» WRITTEN EXERCISE: Render the lines of the records from the line containing "Accessibility service: describe the location of black and" through the line containing "296,0 -> 372,173", inclusive, as a numbered list, omitting blank lines.

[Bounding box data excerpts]
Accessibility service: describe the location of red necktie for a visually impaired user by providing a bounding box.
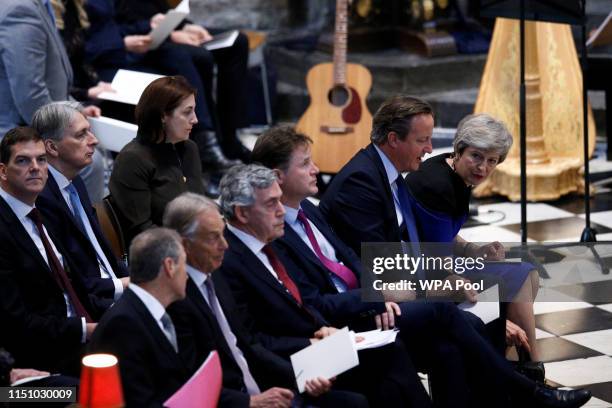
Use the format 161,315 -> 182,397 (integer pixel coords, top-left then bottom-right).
298,208 -> 359,289
261,245 -> 302,305
28,208 -> 93,323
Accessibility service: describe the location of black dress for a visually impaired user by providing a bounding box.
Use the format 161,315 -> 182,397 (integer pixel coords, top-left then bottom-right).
108,139 -> 204,241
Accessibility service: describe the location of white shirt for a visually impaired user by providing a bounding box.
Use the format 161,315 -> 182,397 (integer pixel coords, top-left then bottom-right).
374,145 -> 404,225
227,224 -> 290,284
187,265 -> 261,395
47,164 -> 123,300
0,188 -> 87,343
283,205 -> 347,293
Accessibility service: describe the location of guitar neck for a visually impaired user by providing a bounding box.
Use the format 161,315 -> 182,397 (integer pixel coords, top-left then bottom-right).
334,0 -> 348,85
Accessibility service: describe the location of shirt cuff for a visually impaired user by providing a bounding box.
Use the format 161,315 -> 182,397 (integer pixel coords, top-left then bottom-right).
81,317 -> 87,344
113,279 -> 123,302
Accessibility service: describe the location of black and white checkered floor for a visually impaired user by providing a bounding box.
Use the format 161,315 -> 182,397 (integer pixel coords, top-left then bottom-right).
460,183 -> 612,407
243,128 -> 612,408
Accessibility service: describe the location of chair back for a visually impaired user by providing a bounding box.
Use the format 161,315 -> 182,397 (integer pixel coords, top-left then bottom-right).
94,196 -> 127,261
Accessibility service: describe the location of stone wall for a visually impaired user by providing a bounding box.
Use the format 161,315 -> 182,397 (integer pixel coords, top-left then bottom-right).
190,0 -> 329,31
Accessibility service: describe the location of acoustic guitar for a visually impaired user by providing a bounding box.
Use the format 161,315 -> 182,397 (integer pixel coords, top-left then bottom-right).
296,0 -> 372,173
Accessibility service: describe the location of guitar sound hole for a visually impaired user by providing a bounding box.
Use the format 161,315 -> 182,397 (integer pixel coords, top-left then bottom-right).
327,85 -> 350,106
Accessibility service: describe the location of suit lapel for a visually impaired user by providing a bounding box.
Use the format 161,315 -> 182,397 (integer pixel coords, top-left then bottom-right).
122,288 -> 183,367
364,143 -> 401,240
226,229 -> 301,309
187,278 -> 233,358
0,197 -> 55,276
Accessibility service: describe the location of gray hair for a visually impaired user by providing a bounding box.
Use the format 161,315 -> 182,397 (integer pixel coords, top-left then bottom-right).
32,101 -> 85,142
219,164 -> 277,220
370,95 -> 434,146
163,193 -> 219,238
453,113 -> 512,163
130,227 -> 183,283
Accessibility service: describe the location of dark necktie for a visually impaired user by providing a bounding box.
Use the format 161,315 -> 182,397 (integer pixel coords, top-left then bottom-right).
28,208 -> 93,323
161,313 -> 178,353
204,277 -> 261,395
66,183 -> 87,236
395,174 -> 425,279
262,245 -> 302,305
298,208 -> 359,289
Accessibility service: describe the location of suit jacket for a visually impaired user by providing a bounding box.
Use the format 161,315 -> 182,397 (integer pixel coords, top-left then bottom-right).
216,230 -> 328,357
0,197 -> 100,375
89,288 -> 195,407
319,144 -> 407,255
275,200 -> 384,327
36,172 -> 128,300
0,0 -> 72,138
168,273 -> 295,407
85,0 -> 151,68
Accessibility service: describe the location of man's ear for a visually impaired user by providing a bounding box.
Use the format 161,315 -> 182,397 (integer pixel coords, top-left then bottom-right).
234,205 -> 250,224
0,163 -> 7,181
272,169 -> 285,186
45,139 -> 59,158
162,257 -> 176,279
387,131 -> 399,148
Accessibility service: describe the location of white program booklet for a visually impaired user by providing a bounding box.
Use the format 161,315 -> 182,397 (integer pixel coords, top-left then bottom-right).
88,116 -> 138,152
291,327 -> 359,392
202,30 -> 238,51
98,69 -> 162,105
149,0 -> 189,50
351,329 -> 399,350
459,285 -> 499,324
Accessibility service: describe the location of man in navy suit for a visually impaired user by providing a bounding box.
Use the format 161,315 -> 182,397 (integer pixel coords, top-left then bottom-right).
252,127 -> 592,407
32,102 -> 129,301
90,228 -> 197,408
164,193 -> 367,407
216,165 -> 431,407
319,96 -> 434,254
0,127 -> 100,376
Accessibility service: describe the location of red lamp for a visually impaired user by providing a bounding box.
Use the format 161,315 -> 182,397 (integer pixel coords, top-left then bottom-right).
79,354 -> 125,408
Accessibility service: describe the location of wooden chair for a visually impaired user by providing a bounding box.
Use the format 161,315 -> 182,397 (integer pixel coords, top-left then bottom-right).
94,196 -> 127,261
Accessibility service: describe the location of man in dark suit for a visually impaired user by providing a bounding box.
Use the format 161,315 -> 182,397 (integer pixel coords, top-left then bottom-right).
32,102 -> 129,301
0,127 -> 100,376
217,165 -> 431,407
164,193 -> 360,407
90,228 -> 196,407
247,127 -> 592,407
319,96 -> 434,254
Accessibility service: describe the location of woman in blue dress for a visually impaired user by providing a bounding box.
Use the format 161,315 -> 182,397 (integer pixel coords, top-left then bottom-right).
406,114 -> 539,361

» RESULT OF THE EXERCISE:
1. Accessibility service: describe the location of black and white checkered floor for a visually impaired user by providing a bounding box.
2. Use the format 161,315 -> 182,397 (integer pixel coords, top-left then bottom-right).
3. 460,183 -> 612,407
4. 243,128 -> 612,408
5. Accessibility service: describe the location of chair back for a visually impaired user by providing a bounding box.
6. Use the format 161,315 -> 182,397 (integer pixel coords, top-left then bottom-right).
7. 94,196 -> 127,261
8. Accessibility service: describe the location of stone wall for a visually impaired user by providing a bounding box.
9. Use the format 161,315 -> 182,397 (integer pixel coords, top-left then bottom-right).
10. 190,0 -> 329,31
11. Accessibility service: describe the location of acoustic guitar for a visually impaired user by providing a bounding box.
12. Use the format 161,315 -> 182,397 (integer pixel coords, top-left then bottom-right).
13. 296,0 -> 372,173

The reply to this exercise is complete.